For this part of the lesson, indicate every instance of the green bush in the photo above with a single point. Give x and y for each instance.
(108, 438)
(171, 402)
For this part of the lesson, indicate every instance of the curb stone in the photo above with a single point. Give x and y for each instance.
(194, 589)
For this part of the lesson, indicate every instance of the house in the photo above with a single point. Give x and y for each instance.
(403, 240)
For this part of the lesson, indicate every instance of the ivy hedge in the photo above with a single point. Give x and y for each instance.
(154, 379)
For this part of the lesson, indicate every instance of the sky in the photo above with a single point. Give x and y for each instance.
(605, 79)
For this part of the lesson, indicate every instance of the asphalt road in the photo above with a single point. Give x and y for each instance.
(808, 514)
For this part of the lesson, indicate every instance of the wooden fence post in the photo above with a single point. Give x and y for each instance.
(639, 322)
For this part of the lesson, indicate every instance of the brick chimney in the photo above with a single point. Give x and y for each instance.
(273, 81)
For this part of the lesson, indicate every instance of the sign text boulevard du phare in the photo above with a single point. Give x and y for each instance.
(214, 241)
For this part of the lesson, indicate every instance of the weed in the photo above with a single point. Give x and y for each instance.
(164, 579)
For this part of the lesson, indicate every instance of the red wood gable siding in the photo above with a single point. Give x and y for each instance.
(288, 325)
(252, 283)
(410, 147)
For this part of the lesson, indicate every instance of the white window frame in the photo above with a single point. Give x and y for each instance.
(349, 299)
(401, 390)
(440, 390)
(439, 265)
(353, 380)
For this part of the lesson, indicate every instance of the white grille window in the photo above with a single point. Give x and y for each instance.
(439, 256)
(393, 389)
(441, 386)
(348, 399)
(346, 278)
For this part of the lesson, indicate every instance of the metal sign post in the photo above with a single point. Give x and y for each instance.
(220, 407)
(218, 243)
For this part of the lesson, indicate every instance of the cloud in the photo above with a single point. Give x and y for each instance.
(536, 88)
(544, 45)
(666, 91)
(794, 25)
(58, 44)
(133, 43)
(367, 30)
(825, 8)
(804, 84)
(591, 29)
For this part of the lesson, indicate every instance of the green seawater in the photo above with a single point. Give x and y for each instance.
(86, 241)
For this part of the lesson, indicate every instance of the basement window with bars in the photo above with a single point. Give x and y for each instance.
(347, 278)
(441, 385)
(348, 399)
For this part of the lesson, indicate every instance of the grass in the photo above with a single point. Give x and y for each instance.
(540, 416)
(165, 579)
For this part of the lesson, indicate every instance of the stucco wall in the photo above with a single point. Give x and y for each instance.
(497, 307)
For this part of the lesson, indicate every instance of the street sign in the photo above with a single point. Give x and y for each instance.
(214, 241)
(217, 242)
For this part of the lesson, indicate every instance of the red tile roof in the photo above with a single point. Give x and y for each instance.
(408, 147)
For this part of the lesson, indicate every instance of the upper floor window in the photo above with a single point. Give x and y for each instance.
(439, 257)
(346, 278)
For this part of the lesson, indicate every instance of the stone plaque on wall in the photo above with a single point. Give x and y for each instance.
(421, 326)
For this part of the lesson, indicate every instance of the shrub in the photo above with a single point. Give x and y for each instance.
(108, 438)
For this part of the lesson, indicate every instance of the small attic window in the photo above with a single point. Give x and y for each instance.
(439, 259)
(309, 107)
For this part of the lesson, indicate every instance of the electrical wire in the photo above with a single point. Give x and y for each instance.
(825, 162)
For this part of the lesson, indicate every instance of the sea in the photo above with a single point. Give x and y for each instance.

============

Problem requirements
Provide all the records again, word for word.

Solution to this exercise
For this part of the lesson, indicate every instance of the green bush in the photo above with a single point. Give x and y for each instance.
(108, 438)
(171, 402)
For this part of the lesson, indicate every instance of the curb stone in the photo above with a single point. Give x and y for each instance.
(194, 589)
For this part of the lesson, indicate every instance of the house in the photo above with a single point. Give x and y for each instance.
(403, 240)
For this part of the lesson, indicate every instance of the ivy hedge in the photo above with a single point. Give x and y for each instance.
(154, 379)
For this part of the lesson, indicate every instance of the sky in the photo above with a single point. Give x and y for each instance.
(605, 79)
For this part of the lesson, indicate every instance of the asphalt road in the photo above with a single point. Give x and y for each instance.
(808, 514)
For this part of the lesson, indicate every instance of the wooden fence post in the photo above with a single point. Give x and y for each instance.
(639, 322)
For this part of the lesson, indicate every instance of the brick chimney in the photo above with a single point. Give x and y for each instance.
(273, 81)
For this part of the lesson, indicate every instance of the sign text boulevard du phare in the photo above with a single point. Give x and y for each instance.
(214, 241)
For this part of the lesson, indicate every instance of the weed in the photo above with a single point. Give x and y for each instance.
(164, 579)
For this part of the lesson, indicate every instance of the red wood gable siding in the photo above with a single point. Give x and y for each instance.
(288, 325)
(252, 283)
(410, 147)
For this part of the lesson, indicate every instance of the white window frame in the photo above with a single point. Give x and y for each instance.
(349, 299)
(401, 390)
(440, 390)
(439, 265)
(353, 380)
For this part of the lesson, indicate every instance of the white grille window in the photo above with a single point. Give x and y for each instance.
(439, 256)
(393, 389)
(441, 386)
(348, 399)
(346, 278)
For this part of the lesson, indicate every instance of the metal sign post in the photo above with a single point. Give x and y for each instance.
(220, 407)
(218, 243)
For this part of the lesson, indicate every instance of the cloud in the photo above with a single point. Give x and y for each instance.
(536, 88)
(544, 45)
(666, 91)
(794, 25)
(58, 44)
(133, 43)
(367, 30)
(825, 8)
(804, 84)
(591, 29)
For this part of the lesson, indicate every instance of the green seawater in the photo above with a single point. Give x and y for each instance.
(86, 241)
For this part of the lesson, indicate every instance of the basement window with bars in the photo above with a single point. Give x and y for each instance.
(347, 278)
(441, 385)
(348, 399)
For this part of the lesson, indicate every instance of the grass in the photo above with a single point. Give x and y for each instance.
(540, 416)
(165, 579)
For this part of the lesson, indicate every instance of the stucco wall in the photo above with a single point. Give x and y for each instance.
(497, 307)
For this part of the lesson, indicate every instance of the street sign in the photo above with a single point. Give x and y for each instance.
(214, 241)
(217, 242)
For this part of the lesson, indicate every instance of the red tile roof in the photo above with a single point. Give x and y for each instance.
(408, 147)
For this part of the lesson, indicate every instance of the upper floor window in the photo above with a single point. Give x and y for each instance.
(439, 257)
(346, 278)
For this part of the lesson, indicate every instance of the stone plaque on wall in the photo above with a single point. Give x and y for each instance.
(421, 326)
For this part of the lesson, indicate every instance of the shrub in the photo above with a single point. Give x and y for each instance.
(108, 438)
For this part of the lesson, indicate every instance of the small attic window in the photo above with a single point. Give x and y for each instance.
(439, 259)
(309, 107)
For this part of the lesson, indicate every instance of the electrical wire in the photo above with a single point. Give x and y for each instance.
(825, 162)
For this part of the lesson, indicate every instance of the sea in the photo above with a single point. Give x and y for each instance.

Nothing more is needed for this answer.